___ Items ___
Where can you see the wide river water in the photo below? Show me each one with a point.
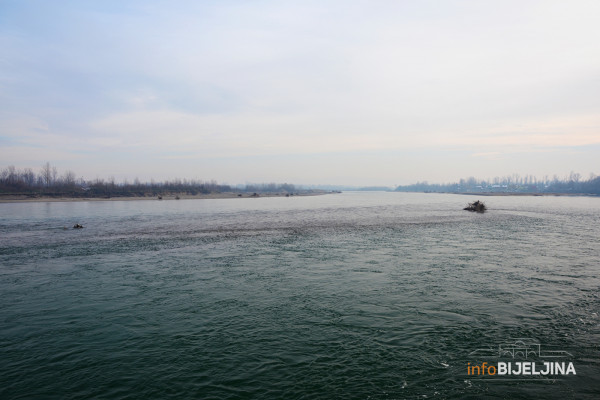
(353, 295)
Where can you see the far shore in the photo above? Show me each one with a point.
(165, 197)
(523, 194)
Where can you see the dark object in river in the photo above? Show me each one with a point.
(477, 206)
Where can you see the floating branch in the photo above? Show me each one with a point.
(477, 206)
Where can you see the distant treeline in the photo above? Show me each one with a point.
(49, 182)
(513, 184)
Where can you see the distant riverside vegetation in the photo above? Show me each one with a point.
(48, 182)
(513, 184)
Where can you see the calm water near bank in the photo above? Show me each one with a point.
(353, 295)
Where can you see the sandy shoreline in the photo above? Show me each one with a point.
(227, 195)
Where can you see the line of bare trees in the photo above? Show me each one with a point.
(49, 182)
(572, 183)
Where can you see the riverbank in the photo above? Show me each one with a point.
(165, 197)
(524, 194)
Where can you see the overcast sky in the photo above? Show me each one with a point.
(340, 92)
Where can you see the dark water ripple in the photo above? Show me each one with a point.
(376, 296)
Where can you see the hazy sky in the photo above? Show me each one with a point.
(341, 92)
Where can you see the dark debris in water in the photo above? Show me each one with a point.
(476, 206)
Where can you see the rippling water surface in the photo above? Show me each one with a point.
(353, 295)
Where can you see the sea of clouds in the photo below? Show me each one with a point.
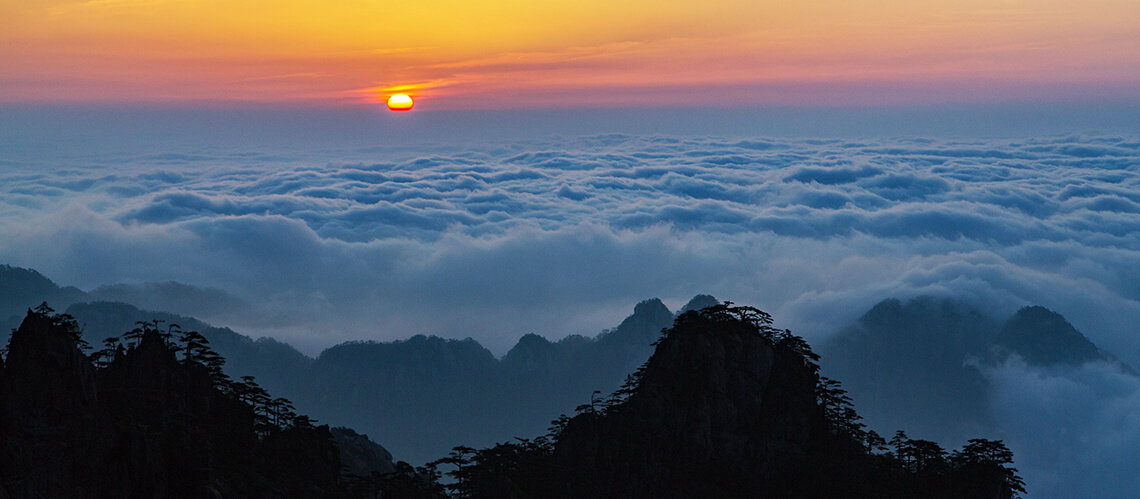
(563, 235)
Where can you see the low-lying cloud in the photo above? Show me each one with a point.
(564, 235)
(516, 237)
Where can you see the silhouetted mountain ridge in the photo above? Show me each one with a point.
(918, 365)
(726, 407)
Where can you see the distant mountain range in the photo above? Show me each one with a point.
(918, 365)
(911, 366)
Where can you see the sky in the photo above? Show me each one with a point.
(568, 160)
(520, 54)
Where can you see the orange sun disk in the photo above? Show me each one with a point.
(399, 101)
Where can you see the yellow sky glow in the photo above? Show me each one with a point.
(473, 54)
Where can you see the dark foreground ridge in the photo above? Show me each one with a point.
(154, 416)
(726, 407)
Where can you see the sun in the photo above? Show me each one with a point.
(399, 101)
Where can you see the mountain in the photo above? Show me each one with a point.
(1043, 337)
(24, 288)
(915, 365)
(401, 392)
(277, 366)
(147, 418)
(405, 393)
(726, 407)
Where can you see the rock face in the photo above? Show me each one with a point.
(147, 424)
(47, 410)
(360, 456)
(717, 414)
(1043, 337)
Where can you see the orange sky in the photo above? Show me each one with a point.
(478, 54)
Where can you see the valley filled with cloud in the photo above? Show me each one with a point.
(561, 236)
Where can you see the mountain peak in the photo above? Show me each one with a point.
(698, 303)
(1043, 337)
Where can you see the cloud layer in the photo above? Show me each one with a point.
(499, 239)
(563, 235)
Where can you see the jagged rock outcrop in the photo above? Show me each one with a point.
(147, 424)
(717, 414)
(1043, 337)
(727, 407)
(48, 402)
(360, 456)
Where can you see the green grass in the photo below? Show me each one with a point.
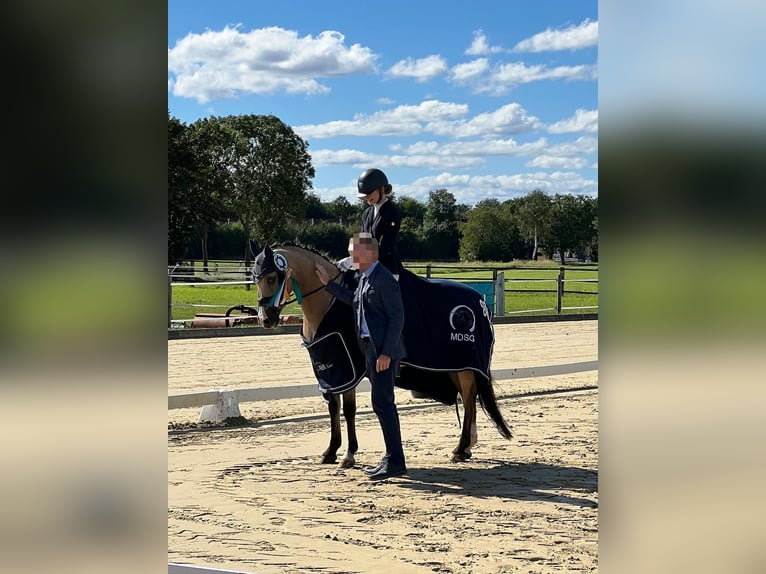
(525, 297)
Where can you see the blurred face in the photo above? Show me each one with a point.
(373, 197)
(362, 254)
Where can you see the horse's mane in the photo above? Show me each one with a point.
(324, 255)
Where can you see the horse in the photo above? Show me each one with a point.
(288, 270)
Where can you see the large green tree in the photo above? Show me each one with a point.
(216, 147)
(571, 223)
(534, 217)
(440, 228)
(181, 210)
(489, 234)
(270, 178)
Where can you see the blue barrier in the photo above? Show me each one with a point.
(486, 289)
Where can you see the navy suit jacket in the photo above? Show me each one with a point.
(385, 228)
(383, 310)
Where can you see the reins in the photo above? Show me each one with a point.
(299, 296)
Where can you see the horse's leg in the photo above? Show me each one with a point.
(466, 385)
(330, 455)
(349, 413)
___
Transcribe the material exactly, leaving every picture out.

Where can you see the wide river water in the photo below? Show me each one with a point.
(353, 295)
Where can you see the far shore in the photo above? Show me each one with a point.
(165, 197)
(523, 194)
Where can you see the dark object in river in the photo above? Show me each one with a point.
(477, 206)
Where can you see the floating branch in the photo above? Show me each one with a point.
(477, 206)
Where can you see the distant treeline in the photo above? Show me each one with a point.
(49, 182)
(513, 184)
Where can you see the distant riverside vegetation in the photo above? Show me each one with a point.
(48, 182)
(513, 184)
Where can you see the calm water near bank in the photo above? Show me each one with a point.
(353, 295)
Where can you see the sandy shoreline in the photo above? Show me each one with a point.
(227, 195)
Where can you see the line of bare trees in the photo above? Show me each one with a point.
(49, 182)
(572, 183)
Where can you see the riverbank in the photo above? Show me each one with a point.
(165, 197)
(524, 194)
Where can you see the overcast sky in the photo above? Show me each one with a point.
(340, 92)
Where can you see the dark water ripple in the photo above? Show me each one with a point.
(376, 296)
Where can you see the hazy sky in the photo above? Show me each one with a point.
(341, 92)
Where can you see the dark debris in water in the photo above? Show me each one with a point.
(476, 206)
Where can you see the rippling water surface in the photo above? Show me each one with a point.
(353, 295)
Where can you see the sea of clouds in the photo below? Show me each one with a point.
(563, 235)
Where can you see the low-lying cloud in the photo above? Show me each one with a point.
(564, 235)
(516, 237)
Where can you see the silhouetted mountain ridge in the photo above? Show me each one with a point.
(918, 365)
(726, 407)
Where can you see the distant mountain range in the photo above? Show me each one with a point.
(918, 365)
(911, 366)
Where can you see the sky in the photo above? Show me each one with a point.
(568, 160)
(520, 54)
Where can you see the orange sun disk in the photo above? Show me each one with a point.
(399, 101)
Where can you see the yellow sky glow in the photo above? Show me each one with a point.
(473, 54)
Where can you see the dark foreground ridge in the photo above? Show me each one with a point.
(154, 416)
(726, 407)
Where can you see the sun in the photo above? Show me each one with a point.
(399, 101)
Where can you see the mountain in the photo above? Show me each one with a point.
(1043, 337)
(24, 288)
(915, 365)
(401, 392)
(277, 366)
(147, 418)
(405, 393)
(726, 407)
Where can you see the rock face in the photo above? Show me each one with a point.
(147, 424)
(47, 410)
(360, 456)
(717, 414)
(1043, 337)
Where can you see the orange sky in the photo above? Show me each one with a point.
(478, 54)
Where can you see the valley filled with cloud in the photo above? Show me each one with a point.
(561, 236)
Where can you see the mountain peak in the photo above? Show me each one with a point.
(698, 303)
(1043, 337)
Where can you see the cloud layer in the photo above? Show me each one with a point.
(499, 239)
(563, 235)
Where can you see the jagged rock outcrop in the photo above? Show me each one with a point.
(147, 424)
(717, 414)
(1043, 337)
(727, 407)
(48, 402)
(360, 456)
Where can you see the green grass in the photo below? Show me each one with a point.
(525, 297)
Where can you see the blurred face in the photo above? Show me each one with a point.
(373, 197)
(362, 254)
Where can you see the horse's mane in the photo above? Show me each one with a point.
(324, 255)
Where can you see the horse in the photo above? Show me each one with a point.
(288, 270)
Where can you see the large green tree in the photo above? Show me each one with a point.
(216, 147)
(571, 223)
(534, 217)
(440, 228)
(181, 210)
(489, 234)
(270, 178)
Where can you see the blue barrier in the photo above? Show me each one with a point.
(486, 289)
Where can you see the navy suit jacket in the photo above? Show me each one with a point.
(385, 228)
(383, 310)
Where can you see the reins in the photo above? Show me each one with a point.
(299, 296)
Where can you see the horse's leg in the photo above? Show me each one with a point.
(466, 385)
(330, 455)
(349, 413)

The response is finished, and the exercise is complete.